··· SUPPLIED MATERIAL ···

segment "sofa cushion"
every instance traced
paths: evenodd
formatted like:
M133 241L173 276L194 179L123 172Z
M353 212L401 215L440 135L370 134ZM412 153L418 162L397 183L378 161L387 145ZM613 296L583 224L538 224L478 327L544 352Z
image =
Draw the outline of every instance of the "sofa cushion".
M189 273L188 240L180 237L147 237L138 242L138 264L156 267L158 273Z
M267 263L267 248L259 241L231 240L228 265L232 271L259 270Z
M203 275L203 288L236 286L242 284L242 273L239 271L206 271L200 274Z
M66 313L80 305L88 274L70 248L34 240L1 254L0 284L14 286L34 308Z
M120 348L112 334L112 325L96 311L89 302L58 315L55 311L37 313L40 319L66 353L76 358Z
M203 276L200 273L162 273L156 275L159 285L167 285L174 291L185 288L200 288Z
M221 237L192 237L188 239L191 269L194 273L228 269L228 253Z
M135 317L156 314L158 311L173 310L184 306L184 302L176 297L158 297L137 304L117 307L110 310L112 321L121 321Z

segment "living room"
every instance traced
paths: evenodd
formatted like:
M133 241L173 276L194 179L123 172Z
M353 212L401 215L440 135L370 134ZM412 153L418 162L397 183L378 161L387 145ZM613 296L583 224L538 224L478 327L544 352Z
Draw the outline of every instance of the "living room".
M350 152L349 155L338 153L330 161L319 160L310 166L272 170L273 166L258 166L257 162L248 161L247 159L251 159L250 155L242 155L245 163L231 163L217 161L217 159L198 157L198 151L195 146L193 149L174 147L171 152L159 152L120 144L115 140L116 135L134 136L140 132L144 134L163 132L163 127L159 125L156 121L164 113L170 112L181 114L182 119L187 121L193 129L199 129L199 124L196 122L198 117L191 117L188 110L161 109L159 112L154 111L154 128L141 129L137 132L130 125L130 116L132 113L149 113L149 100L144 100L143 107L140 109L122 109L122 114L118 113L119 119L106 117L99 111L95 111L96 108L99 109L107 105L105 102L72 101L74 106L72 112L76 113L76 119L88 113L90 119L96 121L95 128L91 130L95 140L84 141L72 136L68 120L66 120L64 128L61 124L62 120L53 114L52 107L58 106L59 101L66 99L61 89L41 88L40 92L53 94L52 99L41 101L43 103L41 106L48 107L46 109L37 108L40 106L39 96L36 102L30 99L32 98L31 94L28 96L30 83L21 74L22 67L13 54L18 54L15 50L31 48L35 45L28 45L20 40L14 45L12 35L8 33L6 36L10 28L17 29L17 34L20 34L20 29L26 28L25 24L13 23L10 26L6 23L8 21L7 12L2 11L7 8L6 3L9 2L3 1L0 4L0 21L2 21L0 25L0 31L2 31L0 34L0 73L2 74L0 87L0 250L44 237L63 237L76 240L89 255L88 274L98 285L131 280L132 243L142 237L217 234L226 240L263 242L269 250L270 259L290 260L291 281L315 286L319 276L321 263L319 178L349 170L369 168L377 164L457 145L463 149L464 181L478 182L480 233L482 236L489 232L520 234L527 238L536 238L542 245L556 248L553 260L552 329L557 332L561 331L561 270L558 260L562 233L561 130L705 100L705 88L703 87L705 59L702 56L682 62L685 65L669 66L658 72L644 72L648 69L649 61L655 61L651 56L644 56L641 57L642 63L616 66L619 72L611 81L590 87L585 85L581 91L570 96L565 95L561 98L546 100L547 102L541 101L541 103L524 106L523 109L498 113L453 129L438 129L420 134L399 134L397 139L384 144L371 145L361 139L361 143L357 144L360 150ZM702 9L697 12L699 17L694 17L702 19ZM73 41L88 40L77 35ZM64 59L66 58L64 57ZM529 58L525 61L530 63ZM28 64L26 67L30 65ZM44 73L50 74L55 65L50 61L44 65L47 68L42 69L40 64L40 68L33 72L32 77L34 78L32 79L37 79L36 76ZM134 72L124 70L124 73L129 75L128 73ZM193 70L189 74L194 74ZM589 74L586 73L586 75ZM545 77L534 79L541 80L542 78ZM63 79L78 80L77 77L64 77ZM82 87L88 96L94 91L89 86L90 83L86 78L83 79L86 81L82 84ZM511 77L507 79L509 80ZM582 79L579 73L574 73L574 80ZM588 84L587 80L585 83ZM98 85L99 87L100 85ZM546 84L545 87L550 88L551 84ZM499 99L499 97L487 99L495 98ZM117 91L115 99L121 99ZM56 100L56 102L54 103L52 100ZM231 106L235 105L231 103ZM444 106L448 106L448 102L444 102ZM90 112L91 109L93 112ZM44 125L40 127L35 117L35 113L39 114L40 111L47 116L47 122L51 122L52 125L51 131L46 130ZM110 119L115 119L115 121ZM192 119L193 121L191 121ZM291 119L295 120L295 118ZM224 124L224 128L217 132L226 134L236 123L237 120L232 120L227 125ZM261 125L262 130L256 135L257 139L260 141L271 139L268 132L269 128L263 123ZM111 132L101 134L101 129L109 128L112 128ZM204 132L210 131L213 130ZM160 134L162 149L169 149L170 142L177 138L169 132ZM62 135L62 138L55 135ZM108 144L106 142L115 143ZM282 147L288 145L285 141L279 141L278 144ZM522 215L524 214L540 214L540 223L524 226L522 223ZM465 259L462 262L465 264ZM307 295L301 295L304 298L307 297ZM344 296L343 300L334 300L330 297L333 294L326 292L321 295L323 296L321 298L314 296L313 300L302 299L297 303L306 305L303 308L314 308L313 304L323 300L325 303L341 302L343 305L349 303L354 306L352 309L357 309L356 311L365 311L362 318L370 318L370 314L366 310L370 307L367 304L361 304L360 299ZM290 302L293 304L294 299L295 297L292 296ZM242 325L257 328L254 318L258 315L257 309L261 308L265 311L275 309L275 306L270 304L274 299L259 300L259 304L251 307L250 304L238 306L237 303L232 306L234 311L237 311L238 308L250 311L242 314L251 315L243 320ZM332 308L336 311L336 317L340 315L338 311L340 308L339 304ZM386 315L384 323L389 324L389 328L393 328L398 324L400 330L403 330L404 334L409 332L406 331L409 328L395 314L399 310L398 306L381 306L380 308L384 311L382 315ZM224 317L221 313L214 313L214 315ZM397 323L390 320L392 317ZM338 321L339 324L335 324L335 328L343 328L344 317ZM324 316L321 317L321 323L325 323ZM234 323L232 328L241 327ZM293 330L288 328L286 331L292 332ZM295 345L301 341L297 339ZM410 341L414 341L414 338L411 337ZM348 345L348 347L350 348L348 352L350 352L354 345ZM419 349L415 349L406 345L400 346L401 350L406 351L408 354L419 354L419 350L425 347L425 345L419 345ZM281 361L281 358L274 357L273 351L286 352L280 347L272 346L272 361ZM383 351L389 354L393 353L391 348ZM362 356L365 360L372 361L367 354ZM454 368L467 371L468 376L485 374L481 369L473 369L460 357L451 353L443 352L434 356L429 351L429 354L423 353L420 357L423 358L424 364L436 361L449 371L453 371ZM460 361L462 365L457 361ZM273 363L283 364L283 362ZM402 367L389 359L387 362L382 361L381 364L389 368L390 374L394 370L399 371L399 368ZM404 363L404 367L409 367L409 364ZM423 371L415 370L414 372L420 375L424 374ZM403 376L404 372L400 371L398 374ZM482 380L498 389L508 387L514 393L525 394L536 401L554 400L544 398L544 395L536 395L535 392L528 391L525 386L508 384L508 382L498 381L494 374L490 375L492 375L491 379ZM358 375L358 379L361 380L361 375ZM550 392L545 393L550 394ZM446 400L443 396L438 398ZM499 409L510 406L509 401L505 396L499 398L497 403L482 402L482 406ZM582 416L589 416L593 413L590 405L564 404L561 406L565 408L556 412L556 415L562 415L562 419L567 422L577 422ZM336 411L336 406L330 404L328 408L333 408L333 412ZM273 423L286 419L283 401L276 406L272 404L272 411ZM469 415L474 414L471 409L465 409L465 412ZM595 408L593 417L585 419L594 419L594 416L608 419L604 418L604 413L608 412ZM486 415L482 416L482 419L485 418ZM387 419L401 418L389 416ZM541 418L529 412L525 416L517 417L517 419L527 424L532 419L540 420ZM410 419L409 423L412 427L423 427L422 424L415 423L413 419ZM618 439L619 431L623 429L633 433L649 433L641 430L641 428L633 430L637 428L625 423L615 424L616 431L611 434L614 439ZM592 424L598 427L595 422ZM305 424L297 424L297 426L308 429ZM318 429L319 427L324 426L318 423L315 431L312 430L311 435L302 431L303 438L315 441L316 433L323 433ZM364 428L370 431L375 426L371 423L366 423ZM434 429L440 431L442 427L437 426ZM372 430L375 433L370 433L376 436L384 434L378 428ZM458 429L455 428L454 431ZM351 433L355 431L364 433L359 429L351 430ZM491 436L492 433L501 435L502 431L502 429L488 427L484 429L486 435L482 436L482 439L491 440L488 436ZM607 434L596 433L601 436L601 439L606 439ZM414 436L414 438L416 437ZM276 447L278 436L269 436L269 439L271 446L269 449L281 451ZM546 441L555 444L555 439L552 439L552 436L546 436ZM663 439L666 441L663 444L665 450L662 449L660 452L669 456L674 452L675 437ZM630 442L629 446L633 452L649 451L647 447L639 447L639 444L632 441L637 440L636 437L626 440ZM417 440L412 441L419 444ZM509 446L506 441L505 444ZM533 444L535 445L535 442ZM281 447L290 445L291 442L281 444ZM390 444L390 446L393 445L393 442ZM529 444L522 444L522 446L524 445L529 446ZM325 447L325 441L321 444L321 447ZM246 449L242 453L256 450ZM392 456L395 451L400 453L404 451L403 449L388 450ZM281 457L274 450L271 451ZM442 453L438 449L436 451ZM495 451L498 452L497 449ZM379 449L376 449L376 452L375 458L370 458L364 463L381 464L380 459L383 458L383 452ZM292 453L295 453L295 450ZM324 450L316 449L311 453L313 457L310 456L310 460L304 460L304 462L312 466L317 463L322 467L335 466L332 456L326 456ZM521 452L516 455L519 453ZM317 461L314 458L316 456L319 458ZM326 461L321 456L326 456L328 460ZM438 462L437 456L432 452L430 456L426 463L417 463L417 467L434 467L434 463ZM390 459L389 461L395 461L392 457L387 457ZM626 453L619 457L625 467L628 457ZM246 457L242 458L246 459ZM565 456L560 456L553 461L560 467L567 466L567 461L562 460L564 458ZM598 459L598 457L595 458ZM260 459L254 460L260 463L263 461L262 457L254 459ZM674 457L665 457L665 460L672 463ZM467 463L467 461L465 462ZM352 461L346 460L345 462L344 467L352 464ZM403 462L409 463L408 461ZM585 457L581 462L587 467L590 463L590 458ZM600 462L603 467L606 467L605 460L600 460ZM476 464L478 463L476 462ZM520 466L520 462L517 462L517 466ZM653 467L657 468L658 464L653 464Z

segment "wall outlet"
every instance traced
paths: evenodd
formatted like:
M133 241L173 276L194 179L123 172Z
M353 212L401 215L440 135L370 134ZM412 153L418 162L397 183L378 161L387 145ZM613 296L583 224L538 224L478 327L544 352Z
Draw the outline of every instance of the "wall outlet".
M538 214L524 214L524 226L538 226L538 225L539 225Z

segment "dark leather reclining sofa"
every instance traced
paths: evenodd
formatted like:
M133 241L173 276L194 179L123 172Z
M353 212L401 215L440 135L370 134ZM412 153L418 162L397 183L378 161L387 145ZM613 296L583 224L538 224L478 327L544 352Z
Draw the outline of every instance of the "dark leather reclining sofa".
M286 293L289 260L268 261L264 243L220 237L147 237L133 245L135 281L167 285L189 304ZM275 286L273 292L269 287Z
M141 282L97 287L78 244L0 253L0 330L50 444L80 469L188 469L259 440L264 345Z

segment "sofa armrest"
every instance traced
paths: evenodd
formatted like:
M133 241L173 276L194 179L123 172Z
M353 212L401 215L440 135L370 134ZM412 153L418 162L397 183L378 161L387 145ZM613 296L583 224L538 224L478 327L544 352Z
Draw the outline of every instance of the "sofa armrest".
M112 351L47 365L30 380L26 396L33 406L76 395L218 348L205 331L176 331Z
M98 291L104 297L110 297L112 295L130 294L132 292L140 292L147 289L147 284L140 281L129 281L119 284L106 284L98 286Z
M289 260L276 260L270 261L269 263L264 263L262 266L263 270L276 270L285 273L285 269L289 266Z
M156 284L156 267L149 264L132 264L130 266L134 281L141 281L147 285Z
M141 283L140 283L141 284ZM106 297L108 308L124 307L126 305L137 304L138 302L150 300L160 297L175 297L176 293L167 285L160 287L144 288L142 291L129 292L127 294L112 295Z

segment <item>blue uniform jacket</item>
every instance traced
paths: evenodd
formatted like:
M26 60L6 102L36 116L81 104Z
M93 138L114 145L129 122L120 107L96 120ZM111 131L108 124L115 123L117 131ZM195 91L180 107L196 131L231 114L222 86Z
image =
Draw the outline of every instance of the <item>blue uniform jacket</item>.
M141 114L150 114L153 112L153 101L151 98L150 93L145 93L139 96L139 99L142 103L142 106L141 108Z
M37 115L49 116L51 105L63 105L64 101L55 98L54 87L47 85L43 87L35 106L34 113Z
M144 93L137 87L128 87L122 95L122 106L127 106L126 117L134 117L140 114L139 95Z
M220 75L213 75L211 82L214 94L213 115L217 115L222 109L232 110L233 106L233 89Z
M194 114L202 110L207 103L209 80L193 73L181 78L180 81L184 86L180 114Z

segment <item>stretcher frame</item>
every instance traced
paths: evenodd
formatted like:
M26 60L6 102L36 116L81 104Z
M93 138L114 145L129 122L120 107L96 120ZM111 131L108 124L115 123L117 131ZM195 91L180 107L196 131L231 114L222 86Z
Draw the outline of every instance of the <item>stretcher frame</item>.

···

- **WRITTEN PROBLEM**
Substitute "occurrence" for "instance" in the entries from the line containing "segment <item>stretcher frame</item>" through the end of the entries, changing nothing else, and give only those lines.

- **REPLY TO THE TASK**
segment <item>stretcher frame</item>
every occurrence traced
paths: evenodd
formatted like:
M26 60L6 102L36 116L81 104Z
M93 138L114 145L129 122L120 107L96 120ZM111 131L108 124L115 123L117 131ZM195 91L180 107L196 131L231 114L222 86Z
Draw the outline of every occurrence of the <item>stretcher frame</item>.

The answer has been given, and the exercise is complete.